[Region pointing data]
_ _ _ _ _

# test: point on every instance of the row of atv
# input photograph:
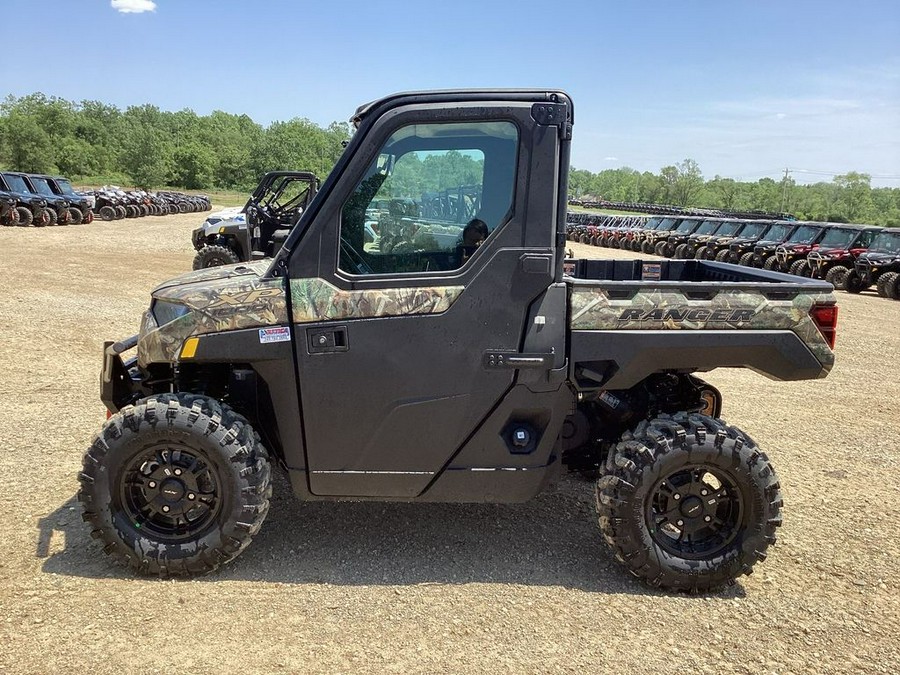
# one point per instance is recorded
(853, 258)
(113, 203)
(40, 200)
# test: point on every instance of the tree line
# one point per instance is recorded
(150, 148)
(848, 198)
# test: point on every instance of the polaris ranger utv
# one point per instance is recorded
(879, 266)
(259, 229)
(450, 368)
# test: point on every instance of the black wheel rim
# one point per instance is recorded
(695, 512)
(170, 492)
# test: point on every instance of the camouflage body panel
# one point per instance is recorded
(316, 300)
(234, 297)
(161, 344)
(661, 308)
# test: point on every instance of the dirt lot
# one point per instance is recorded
(409, 588)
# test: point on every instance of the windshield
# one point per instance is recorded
(838, 238)
(886, 242)
(65, 186)
(728, 229)
(16, 183)
(752, 230)
(778, 232)
(804, 235)
(42, 186)
(708, 227)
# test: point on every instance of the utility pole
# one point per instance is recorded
(787, 172)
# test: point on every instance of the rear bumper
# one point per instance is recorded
(118, 387)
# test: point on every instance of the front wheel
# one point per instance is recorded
(837, 277)
(688, 503)
(891, 285)
(176, 485)
(214, 256)
(800, 268)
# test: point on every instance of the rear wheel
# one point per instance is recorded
(214, 256)
(75, 216)
(889, 282)
(854, 283)
(837, 277)
(688, 503)
(176, 485)
(26, 217)
(800, 268)
(44, 217)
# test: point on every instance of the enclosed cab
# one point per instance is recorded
(80, 209)
(31, 209)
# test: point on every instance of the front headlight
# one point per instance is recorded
(165, 312)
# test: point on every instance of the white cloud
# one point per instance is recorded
(133, 6)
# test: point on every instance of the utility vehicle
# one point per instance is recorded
(442, 371)
(261, 226)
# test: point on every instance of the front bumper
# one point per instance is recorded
(119, 382)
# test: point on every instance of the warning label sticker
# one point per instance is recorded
(280, 334)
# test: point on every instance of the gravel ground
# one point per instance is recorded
(357, 587)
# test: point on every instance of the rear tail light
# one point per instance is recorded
(825, 318)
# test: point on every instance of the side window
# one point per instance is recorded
(431, 197)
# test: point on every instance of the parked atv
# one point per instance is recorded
(259, 229)
(31, 209)
(743, 250)
(751, 232)
(837, 253)
(80, 208)
(57, 207)
(879, 266)
(686, 245)
(791, 255)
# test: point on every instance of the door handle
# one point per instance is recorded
(327, 340)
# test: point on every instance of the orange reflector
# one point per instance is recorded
(825, 318)
(189, 348)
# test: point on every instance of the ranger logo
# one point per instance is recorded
(686, 314)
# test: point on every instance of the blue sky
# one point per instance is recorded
(746, 88)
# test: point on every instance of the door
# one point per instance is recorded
(413, 283)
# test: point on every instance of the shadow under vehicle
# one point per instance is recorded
(258, 229)
(447, 368)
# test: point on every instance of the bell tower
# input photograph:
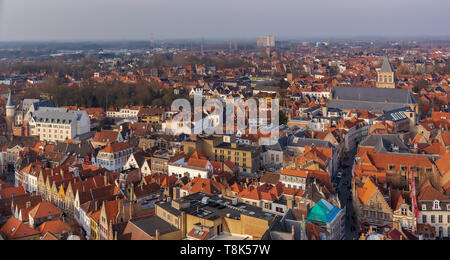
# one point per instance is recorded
(10, 114)
(385, 77)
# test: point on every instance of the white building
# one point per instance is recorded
(59, 124)
(131, 112)
(114, 157)
(181, 170)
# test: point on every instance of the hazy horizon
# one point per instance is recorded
(138, 20)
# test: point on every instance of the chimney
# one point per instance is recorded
(157, 234)
(293, 232)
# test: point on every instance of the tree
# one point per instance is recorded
(283, 118)
(419, 85)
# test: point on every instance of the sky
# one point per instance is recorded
(73, 20)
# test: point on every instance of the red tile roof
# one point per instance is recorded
(15, 229)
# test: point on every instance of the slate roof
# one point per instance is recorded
(371, 99)
(302, 142)
(323, 212)
(385, 95)
(395, 115)
(57, 115)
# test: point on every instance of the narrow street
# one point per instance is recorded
(345, 194)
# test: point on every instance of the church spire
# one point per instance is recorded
(10, 102)
(10, 107)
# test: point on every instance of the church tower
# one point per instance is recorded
(385, 77)
(10, 114)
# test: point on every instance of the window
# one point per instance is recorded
(436, 205)
(404, 211)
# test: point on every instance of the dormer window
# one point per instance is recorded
(436, 205)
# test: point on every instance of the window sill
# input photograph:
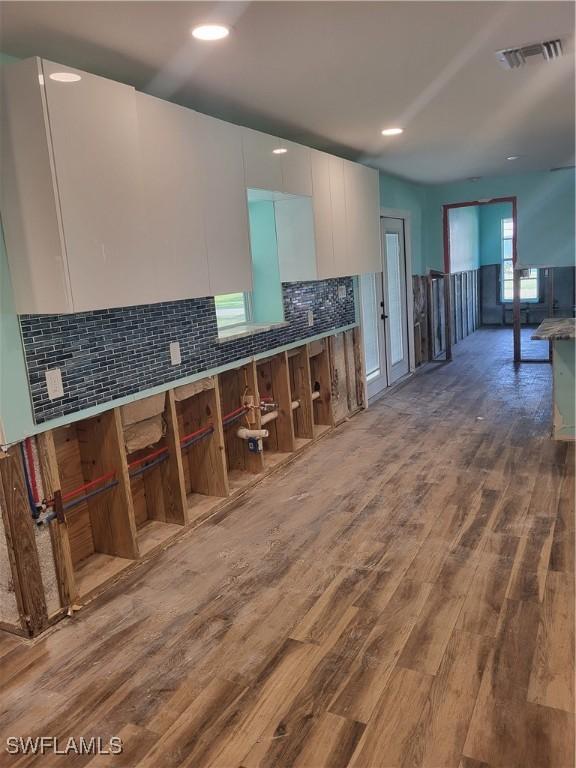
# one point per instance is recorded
(248, 329)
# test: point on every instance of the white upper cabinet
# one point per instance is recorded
(344, 263)
(225, 206)
(263, 166)
(94, 132)
(296, 169)
(29, 204)
(173, 197)
(362, 218)
(72, 191)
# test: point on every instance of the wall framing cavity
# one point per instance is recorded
(96, 497)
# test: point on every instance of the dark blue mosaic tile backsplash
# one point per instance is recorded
(111, 353)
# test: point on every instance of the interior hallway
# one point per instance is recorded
(409, 604)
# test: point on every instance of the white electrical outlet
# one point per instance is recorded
(54, 383)
(175, 356)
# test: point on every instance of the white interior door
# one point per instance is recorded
(395, 315)
(373, 333)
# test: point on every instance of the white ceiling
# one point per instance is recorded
(332, 74)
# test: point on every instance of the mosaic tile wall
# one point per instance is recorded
(112, 353)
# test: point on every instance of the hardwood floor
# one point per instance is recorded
(402, 595)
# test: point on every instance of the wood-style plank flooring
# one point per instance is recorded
(401, 595)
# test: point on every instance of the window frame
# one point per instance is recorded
(247, 299)
(504, 300)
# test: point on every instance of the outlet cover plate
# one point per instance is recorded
(175, 356)
(54, 383)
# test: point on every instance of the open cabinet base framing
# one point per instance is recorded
(114, 520)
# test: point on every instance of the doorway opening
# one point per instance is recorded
(386, 309)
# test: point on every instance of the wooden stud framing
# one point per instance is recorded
(320, 381)
(21, 542)
(299, 368)
(112, 513)
(274, 382)
(204, 463)
(233, 385)
(58, 528)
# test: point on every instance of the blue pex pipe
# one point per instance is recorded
(197, 439)
(79, 500)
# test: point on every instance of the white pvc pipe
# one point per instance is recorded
(270, 416)
(244, 434)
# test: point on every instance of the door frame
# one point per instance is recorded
(406, 216)
(513, 200)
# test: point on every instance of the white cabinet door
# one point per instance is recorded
(29, 202)
(173, 205)
(339, 219)
(362, 219)
(94, 132)
(263, 166)
(295, 236)
(322, 208)
(225, 206)
(296, 169)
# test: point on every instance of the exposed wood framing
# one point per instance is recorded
(58, 528)
(18, 524)
(106, 533)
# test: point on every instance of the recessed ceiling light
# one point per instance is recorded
(210, 32)
(65, 77)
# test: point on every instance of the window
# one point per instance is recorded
(529, 279)
(232, 309)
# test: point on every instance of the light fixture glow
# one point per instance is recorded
(65, 77)
(210, 32)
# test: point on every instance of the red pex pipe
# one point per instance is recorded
(197, 432)
(242, 409)
(150, 456)
(86, 486)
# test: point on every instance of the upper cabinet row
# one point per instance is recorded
(111, 197)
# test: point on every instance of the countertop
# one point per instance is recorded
(556, 329)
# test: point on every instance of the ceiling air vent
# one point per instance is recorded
(512, 58)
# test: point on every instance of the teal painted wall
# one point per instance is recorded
(407, 196)
(464, 238)
(564, 387)
(267, 304)
(546, 204)
(491, 231)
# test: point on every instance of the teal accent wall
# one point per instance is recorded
(546, 203)
(464, 238)
(564, 387)
(267, 306)
(408, 196)
(491, 231)
(15, 406)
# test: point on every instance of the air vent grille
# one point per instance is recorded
(513, 58)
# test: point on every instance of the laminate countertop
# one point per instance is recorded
(556, 329)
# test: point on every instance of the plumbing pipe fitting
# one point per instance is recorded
(270, 416)
(245, 434)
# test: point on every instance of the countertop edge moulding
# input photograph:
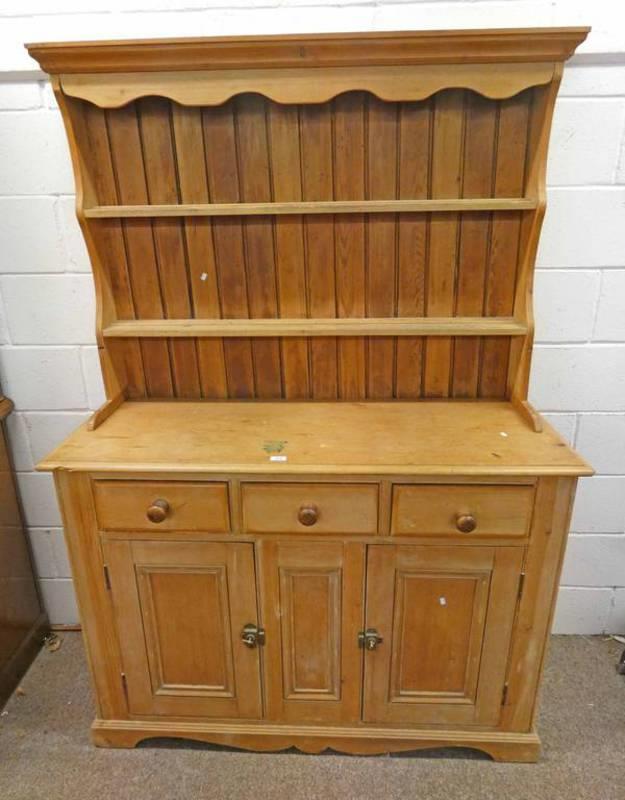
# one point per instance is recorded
(357, 49)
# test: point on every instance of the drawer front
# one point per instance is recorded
(310, 508)
(461, 510)
(161, 506)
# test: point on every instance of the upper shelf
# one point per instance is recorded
(310, 207)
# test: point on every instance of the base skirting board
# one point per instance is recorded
(500, 745)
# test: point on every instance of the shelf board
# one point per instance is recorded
(316, 207)
(391, 326)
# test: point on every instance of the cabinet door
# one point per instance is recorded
(180, 609)
(312, 604)
(445, 616)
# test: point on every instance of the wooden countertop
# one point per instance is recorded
(416, 438)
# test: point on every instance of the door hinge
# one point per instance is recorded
(521, 585)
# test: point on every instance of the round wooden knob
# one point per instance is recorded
(466, 523)
(308, 515)
(158, 511)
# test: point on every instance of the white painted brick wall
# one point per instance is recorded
(48, 359)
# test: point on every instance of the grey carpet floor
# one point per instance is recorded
(45, 750)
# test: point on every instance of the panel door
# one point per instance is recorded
(445, 617)
(312, 609)
(180, 609)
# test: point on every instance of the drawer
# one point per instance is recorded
(309, 508)
(461, 510)
(161, 505)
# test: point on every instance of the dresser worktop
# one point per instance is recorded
(479, 438)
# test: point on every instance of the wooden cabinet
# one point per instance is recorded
(316, 509)
(312, 597)
(346, 631)
(180, 609)
(444, 615)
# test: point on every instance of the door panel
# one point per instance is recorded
(312, 602)
(180, 609)
(445, 617)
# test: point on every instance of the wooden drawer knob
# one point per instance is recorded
(466, 523)
(158, 511)
(308, 515)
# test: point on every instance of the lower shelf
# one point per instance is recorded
(500, 745)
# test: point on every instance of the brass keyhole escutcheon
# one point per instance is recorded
(369, 639)
(158, 511)
(308, 515)
(252, 635)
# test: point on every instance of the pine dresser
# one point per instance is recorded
(316, 509)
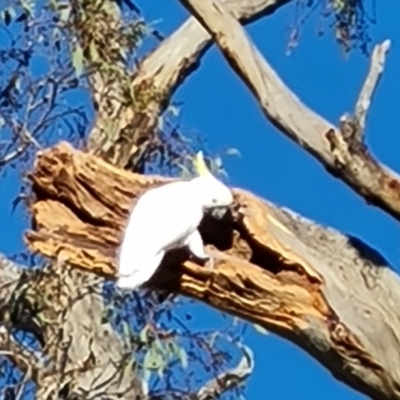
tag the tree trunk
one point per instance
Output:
(328, 293)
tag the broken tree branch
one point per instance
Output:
(349, 161)
(228, 379)
(370, 85)
(329, 293)
(158, 77)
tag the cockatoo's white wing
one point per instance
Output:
(161, 219)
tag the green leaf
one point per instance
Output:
(94, 54)
(233, 152)
(143, 334)
(65, 13)
(153, 360)
(183, 357)
(77, 60)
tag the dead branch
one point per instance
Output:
(370, 84)
(158, 77)
(327, 292)
(341, 155)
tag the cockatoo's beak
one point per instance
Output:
(219, 212)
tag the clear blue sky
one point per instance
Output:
(217, 104)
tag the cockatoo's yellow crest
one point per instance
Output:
(200, 165)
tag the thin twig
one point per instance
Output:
(229, 379)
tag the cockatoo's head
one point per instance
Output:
(212, 192)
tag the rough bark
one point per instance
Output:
(327, 292)
(340, 151)
(155, 82)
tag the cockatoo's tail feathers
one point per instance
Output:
(200, 165)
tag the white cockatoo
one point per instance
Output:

_ _ _ _ _

• [AIM OF THE TASK]: Reproduce the records exactly, starting with their first line and ending with the line that contains "# test: point on every instance of the camouflage", though pictures should be dropped.

• [EXERCISE SOLUTION]:
# test: point on every instance of the row of atv
# input photograph:
# one point per instance is recorded
(853, 258)
(113, 203)
(40, 200)
# test: point on every instance of the tree line
# one point per instance is recorded
(150, 148)
(848, 198)
# test: point on every instance of the polaris ranger utv
# one point per instance is recorded
(879, 266)
(259, 229)
(450, 368)
# test: point on every instance of the black wheel rim
# one point per instance is recorded
(695, 512)
(170, 492)
# test: point on every instance of the camouflage body panel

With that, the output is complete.